Copy out each line of the rows below that contains the string "skin". Letter case matters.
··· Task inputs ···
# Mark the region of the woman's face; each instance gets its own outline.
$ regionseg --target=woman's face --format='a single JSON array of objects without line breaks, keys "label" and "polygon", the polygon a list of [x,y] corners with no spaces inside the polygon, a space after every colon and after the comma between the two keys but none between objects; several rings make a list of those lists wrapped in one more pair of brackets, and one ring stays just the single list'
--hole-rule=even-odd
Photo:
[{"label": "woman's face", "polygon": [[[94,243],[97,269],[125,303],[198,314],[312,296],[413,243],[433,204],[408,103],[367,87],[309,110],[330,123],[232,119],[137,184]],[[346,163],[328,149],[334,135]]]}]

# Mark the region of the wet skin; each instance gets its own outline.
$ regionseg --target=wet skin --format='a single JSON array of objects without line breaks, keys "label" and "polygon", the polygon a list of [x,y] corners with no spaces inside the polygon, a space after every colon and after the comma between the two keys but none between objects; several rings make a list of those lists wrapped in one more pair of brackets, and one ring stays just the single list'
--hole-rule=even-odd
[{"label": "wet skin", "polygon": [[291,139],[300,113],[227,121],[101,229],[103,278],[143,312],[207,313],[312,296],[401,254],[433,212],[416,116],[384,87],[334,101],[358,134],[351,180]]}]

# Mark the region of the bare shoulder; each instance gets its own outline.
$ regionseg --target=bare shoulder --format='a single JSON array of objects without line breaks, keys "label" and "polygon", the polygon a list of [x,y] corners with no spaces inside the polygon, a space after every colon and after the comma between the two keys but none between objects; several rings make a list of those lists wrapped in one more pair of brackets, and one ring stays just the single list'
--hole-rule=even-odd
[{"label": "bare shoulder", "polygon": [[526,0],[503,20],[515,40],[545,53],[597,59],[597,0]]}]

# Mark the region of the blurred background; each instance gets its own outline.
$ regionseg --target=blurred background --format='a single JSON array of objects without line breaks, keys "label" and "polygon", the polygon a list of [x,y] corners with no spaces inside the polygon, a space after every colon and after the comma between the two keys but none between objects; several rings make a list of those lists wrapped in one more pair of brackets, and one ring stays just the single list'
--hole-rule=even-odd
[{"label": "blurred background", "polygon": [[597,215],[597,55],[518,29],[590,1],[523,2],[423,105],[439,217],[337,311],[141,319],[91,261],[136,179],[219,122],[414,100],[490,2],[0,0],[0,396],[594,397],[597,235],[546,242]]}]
···
··· Task inputs ···
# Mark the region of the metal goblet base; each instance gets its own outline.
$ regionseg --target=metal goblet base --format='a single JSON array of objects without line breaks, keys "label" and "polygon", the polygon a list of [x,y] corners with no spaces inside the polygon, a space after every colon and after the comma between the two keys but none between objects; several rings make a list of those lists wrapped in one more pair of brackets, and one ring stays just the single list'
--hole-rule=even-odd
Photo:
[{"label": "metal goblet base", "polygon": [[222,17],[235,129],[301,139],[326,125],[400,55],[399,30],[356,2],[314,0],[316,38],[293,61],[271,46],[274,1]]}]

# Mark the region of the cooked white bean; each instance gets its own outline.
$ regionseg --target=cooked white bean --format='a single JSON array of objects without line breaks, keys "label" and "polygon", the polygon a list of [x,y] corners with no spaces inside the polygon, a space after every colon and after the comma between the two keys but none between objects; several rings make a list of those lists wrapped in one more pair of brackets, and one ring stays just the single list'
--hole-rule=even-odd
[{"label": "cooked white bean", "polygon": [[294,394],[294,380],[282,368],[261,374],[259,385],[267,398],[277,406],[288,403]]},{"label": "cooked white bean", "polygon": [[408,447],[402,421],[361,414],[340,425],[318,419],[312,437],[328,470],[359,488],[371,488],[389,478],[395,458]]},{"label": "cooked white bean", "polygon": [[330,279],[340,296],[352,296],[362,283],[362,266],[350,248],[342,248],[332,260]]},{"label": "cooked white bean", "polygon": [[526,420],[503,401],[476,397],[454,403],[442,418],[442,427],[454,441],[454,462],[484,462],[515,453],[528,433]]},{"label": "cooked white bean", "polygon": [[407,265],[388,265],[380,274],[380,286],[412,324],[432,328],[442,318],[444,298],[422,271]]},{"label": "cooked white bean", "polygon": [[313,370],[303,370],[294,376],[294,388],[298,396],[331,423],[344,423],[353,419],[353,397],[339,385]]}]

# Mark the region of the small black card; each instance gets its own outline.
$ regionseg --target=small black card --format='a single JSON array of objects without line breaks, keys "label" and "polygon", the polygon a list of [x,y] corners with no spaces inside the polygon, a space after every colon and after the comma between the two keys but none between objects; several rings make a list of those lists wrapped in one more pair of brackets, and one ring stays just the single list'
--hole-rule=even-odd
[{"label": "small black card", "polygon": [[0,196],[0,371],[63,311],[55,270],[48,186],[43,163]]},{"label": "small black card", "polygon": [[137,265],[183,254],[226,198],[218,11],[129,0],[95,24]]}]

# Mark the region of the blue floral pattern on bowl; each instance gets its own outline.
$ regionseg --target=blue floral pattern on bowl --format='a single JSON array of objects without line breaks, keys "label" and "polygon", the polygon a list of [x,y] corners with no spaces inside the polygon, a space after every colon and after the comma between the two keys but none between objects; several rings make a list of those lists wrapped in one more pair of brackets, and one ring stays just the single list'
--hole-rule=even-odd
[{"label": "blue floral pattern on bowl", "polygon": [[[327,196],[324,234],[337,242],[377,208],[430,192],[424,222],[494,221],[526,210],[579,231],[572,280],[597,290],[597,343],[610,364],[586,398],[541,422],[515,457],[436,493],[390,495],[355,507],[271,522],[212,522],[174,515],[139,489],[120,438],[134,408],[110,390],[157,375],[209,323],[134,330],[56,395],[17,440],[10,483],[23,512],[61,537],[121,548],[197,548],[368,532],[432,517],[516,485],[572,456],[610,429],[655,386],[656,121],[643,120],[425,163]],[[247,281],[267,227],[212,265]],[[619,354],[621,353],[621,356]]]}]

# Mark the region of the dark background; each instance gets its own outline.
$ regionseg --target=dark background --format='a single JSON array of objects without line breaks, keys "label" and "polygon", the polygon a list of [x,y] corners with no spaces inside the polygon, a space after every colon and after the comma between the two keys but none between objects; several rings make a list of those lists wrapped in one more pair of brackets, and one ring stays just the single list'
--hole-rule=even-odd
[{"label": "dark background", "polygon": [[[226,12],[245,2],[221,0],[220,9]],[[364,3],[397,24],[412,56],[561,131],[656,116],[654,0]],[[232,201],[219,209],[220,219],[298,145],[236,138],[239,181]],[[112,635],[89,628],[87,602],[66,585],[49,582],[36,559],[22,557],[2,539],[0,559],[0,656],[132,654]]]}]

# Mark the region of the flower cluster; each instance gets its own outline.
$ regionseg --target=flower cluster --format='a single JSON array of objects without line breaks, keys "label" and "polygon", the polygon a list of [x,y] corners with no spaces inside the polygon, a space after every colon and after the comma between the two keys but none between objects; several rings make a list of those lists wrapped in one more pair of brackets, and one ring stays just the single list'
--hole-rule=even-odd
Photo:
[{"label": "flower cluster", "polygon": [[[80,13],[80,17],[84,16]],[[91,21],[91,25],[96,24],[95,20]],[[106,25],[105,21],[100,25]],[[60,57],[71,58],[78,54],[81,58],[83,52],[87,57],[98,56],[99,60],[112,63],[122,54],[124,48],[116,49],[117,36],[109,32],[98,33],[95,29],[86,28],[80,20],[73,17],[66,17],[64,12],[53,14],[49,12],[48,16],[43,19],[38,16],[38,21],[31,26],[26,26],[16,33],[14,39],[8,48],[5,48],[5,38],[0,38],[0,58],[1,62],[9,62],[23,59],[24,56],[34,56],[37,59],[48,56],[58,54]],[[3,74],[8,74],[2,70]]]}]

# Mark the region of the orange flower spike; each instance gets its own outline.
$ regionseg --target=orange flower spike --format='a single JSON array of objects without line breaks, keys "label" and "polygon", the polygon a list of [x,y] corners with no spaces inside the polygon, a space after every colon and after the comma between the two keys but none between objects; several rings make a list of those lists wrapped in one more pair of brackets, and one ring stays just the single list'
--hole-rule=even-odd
···
### [Response]
# Mark the region of the wet skin; each instance gets its own outline.
$ regionseg --target=wet skin --format='a single JSON array of objects without line breaks, keys "label" and "polygon", the polygon a list of [x,y] corners with no spaces inside the polygon, a space after every colon and after the comma between the two keys but none between objects; several rings make a list of those lists wrapped in one more pair of brackets, and one ring stays just the single list'
[{"label": "wet skin", "polygon": [[291,139],[300,113],[227,121],[101,229],[103,278],[143,312],[207,313],[312,296],[401,254],[433,212],[416,116],[384,87],[334,101],[358,134],[351,180]]}]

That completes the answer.